Goals
1. Reproduce everything in the antenna passage from "[0016] FIG. 1" down to "projecting part 226.".
2. Summarize the antenna passage in three sentences.

Reference is made to the accompanying drawings in which
[0010] FIG. 1 shows a prior-art antenna structure,
[0011] FIGS. 2a, b show an example of the antenna structure
according to the invention,
[0012] FIG. 3 shows a second example of the antenna structure
according to the invention,
[0013] FIG. 4 shows a third example of the antenna structure
according to the invention,
[0014] FIG. 5 shows examples of the frequency characteristics of an
antenna according to the invention, and
[0015] FIG. 6 shows an example of a mobile station equipped with an
antenna according to the invention.
[0016] FIG. 1 was already discussed in connection with the
description of the prior art.
[0017] FIG. 2a shows a side view of an example of the antenna
structure according to the invention. It comprises a helix-type
antenna element 210, joining piece 220, and antenna feed conductor
230. Like in the structure shown in FIG. 1, the pitch in the helix
element gets smaller from the lower end to the upper end of the
element. Terms "lower", "upper", "horizontal" and "vertical" refer
in this description and in the claims to the position of the
antenna structure as shown in FIG. 2, and they have nothing to do
with the operating position of the antenna. The joining piece 220
comprises a top part 221, thread part 222, bottom part 223,
connecting part 224, counterpart 225, and a projecting part 226.
All these parts are conductive and in galvanic contact with each
other. The horizontal projection 226 is attached by its one end to
the counterpart 225. It may be e.g. a separate flat plate or just a
metal plating on the inner surface of the covering. The counterpart
has got inner threads. In the example of FIG. 2 it is a nut-like
part attached to the dielectric covering 240 of the apparatus. The
top part 221, thread part 222, bottom part 223 and connecting part
224 form an entity which is screwed into the counterpart 225. The
helix element 210 is attached by its lower end to the top part of
the joining piece 220. The connecting part 224 is the lowest part
in the joining piece. The feed conductor 230 comprises a bent part
exerting spring force against the connecting part 224 when the
antenna is installed in the apparatus.
[0018] FIG. 2b shows a bird's-eye view of the antenna structure of
FIG. 2a. It reveals the width of the projection 226, the round
shape of the cross-sections of the helix and the top part 221 of
the joining piece, and the angular shape of the cross-section of
the counterpart 225 for the joining piece.
[0019] An essential difference between the structures of FIGS. 2
and 1 is that in FIG. 2 the joining piece of the helix may also
function as a radiator. It is a conductive body connecting to the
inner conductor 230 of the antenna feedline and does not have a
conductive shield around it. The joining piece can be shortened in
the vertical direction using a projection 226. The need for space
for the strip-like projection in the upper part of the covering of
the apparatus is insignificant. At the interface between the
joining piece and the helix there is an electrical discontinuity.

Data supplied
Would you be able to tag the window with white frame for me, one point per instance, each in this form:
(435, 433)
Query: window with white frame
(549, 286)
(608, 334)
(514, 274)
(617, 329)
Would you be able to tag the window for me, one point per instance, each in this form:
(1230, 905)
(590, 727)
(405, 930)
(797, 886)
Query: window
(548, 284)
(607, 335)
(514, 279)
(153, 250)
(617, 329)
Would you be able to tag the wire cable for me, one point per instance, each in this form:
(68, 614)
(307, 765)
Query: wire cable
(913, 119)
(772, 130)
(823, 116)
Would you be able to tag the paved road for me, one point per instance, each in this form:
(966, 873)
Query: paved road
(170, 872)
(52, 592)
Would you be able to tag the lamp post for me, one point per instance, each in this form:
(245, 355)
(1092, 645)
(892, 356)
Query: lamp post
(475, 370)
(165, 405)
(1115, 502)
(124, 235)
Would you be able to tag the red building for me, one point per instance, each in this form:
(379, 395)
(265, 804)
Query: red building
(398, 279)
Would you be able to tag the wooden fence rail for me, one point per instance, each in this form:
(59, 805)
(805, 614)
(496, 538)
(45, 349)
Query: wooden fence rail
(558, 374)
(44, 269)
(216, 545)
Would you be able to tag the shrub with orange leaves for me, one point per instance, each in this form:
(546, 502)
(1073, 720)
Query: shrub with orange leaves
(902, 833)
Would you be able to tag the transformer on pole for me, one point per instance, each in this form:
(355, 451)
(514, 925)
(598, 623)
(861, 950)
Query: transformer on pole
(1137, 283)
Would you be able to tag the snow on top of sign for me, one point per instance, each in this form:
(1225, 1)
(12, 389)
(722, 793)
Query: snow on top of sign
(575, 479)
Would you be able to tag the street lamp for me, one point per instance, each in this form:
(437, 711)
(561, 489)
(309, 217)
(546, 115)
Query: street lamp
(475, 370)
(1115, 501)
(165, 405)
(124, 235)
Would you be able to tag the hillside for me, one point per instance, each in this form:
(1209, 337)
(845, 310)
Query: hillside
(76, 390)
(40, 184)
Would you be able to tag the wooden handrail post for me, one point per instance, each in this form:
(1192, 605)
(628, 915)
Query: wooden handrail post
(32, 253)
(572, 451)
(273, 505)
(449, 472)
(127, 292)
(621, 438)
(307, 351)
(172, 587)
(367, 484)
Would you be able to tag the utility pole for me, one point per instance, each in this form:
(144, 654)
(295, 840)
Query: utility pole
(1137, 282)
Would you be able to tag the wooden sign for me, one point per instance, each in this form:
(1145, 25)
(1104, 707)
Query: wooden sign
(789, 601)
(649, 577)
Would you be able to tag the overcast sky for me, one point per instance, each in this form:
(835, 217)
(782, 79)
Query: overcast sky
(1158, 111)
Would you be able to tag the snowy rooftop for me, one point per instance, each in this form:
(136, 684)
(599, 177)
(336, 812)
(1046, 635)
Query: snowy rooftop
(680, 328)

Solution set
1.
[0016] FIG. 1 was already discussed in connection with the
description of the prior art.
[0017] FIG. 2a shows a side view of an example of the antenna
structure according to the invention. It comprises a helix-type
antenna element 210, joining piece 220, and antenna feed conductor
230. Like in the structure shown in FIG. 1, the pitch in the helix
element gets smaller from the lower end to the upper end of the
element. Terms "lower", "upper", "horizontal" and "vertical" refer
in this description and in the claims to the position of the
antenna structure as shown in FIG. 2, and they have nothing to do
with the operating position of the antenna. The joining piece 220
comprises a top part 221, thread part 222, bottom part 223,
connecting part 224, counterpart 225, and a projecting part 226.

2. The passage lists figures showing a prior-art antenna structure, several examples of the antenna structure according to the invention, its frequency characteristics, and a mobile station equipped with such an antenna. In the example of FIG. 2a, a helix element is attached to a conductive joining piece that screws into a nut-like counterpart on the apparatus covering, and a bent part of the feed conductor presses against the joining piece with spring force. Unlike the prior-art structure, the joining piece may also function as a radiator, and a horizontal projection allows it to be shortened in the vertical direction.